Neighbours are sawing down my trees so I must go. Doesn't help my head.

Sick and Angry  today.
 

Tuesday, 16 August 2016

BBC's Versailles


Athough not historically accurate, Versailles is very pretty to look at. The clothes, the surroundings, the intrigue. The sex.

I love the shoes particularly, I like the men wearing them. I like that when they kiss do not leave beard burn on the ladies. I do like a shaved face, smooth, smelling of aftershave. I like the waistcoats, the shirts the cravats the jackets. Well everything really.  I like the men with flat stomachs and shapely legs. 

Just wondering if my new tablets are having an effect on me? 

Perhaps I'm just getting old, in my teens my boyfriends all had long hair, were slim, wore tight trousers, and either old regency jackets or old red guards jackets at parties. They smelt of Old Spice.  Later when I was slightly older, they were still slim, but looked Adam Ant-ish or Goth, and smelt of Brut. 

My hubby is determined to keep some hair somewhere so it's on his face in a 17thc goatee style. I can go with that - he wears Beckham aftershave - I buy it for him, left to himself it would probably be old mice.

 In his very best Musketeer Kit
He's a bit Poldark in this one

 
1940s dontcha know there's a war on?
The beauty of the beast - if only all men could look like this! 

Friday, 12 August 2016

Gilberto Ferraz

One of my first jobs in the BBC was in the World Service Audience Research department. We used to get very busy, and quite often had interesting and exotic additions to our staff to help out. Dor ki Nu was one, a beautiful Indonesian woman who was married to a diplomat based in London.  Another was Gilberto Ferraz, a stocky important little Portuguese man.

I woke up thinking about that time this morning, I met friends in that office that I still have today.

Material provided
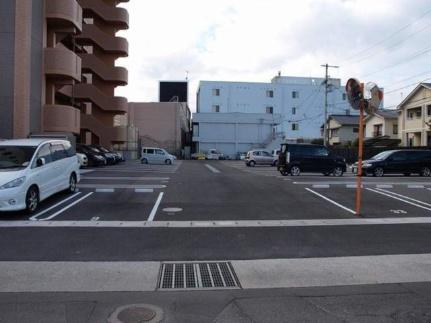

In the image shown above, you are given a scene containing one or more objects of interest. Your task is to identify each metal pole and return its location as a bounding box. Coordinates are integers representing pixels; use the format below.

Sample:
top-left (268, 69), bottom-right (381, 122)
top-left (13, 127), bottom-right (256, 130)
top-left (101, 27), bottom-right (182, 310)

top-left (356, 100), bottom-right (365, 216)
top-left (323, 64), bottom-right (329, 146)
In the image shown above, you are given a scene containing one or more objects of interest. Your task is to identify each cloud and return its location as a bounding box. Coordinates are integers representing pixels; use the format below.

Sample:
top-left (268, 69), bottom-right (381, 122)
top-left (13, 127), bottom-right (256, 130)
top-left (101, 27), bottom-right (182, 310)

top-left (117, 0), bottom-right (431, 110)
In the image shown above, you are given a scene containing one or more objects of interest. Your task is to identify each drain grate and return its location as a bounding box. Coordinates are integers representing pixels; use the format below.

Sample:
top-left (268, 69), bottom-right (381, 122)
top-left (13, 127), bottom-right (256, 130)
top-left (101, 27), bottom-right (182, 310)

top-left (157, 262), bottom-right (241, 290)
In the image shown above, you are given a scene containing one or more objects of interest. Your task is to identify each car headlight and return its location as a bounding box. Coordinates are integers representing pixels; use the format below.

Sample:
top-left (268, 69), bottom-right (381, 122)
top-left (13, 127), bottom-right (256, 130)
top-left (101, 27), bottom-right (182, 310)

top-left (0, 176), bottom-right (25, 190)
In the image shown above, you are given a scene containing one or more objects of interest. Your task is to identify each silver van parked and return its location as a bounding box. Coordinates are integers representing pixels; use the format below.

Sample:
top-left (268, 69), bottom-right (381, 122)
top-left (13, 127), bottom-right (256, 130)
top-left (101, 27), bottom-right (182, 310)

top-left (141, 147), bottom-right (176, 165)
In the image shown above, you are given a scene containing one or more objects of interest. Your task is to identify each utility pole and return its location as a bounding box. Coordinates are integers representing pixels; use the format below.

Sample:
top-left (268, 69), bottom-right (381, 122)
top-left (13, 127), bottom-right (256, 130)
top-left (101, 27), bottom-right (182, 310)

top-left (320, 63), bottom-right (339, 146)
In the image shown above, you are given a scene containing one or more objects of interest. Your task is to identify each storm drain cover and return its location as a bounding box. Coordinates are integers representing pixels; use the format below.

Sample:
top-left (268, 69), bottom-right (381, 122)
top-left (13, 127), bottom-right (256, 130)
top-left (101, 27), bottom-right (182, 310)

top-left (108, 304), bottom-right (163, 323)
top-left (157, 262), bottom-right (241, 290)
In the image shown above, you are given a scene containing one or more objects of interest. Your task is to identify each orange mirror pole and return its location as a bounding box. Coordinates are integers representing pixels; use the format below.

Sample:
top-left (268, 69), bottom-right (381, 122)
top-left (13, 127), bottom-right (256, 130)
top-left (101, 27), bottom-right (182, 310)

top-left (356, 100), bottom-right (365, 216)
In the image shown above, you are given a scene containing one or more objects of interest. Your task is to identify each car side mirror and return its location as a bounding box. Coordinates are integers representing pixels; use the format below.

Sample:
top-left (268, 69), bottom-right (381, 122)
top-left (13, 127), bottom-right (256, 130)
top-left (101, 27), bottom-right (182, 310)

top-left (36, 157), bottom-right (46, 167)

What you are asked to do
From the blog post, copy the passage starting with "Athough not historically" and going on through "smelt of Brut.".

Solution for this exercise
Athough not historically accurate, Versailles is very pretty to look at. The clothes, the surroundings, the intrigue. The sex.

I love the shoes particularly, I like the men wearing them. I like that when they kiss do not leave beard burn on the ladies. I do like a shaved face, smooth, smelling of aftershave. I like the waistcoats, the shirts the cravats the jackets. Well everything really.  I like the men with flat stomachs and shapely legs. 

Just wondering if my new tablets are having an effect on me? 

Perhaps I'm just getting old, in my teens my boyfriends all had long hair, were slim, wore tight trousers, and either old regency jackets or old red guards jackets at parties. They smelt of Old Spice.  Later when I was slightly older, they were still slim, but looked Adam Ant-ish or Goth, and smelt of Brut.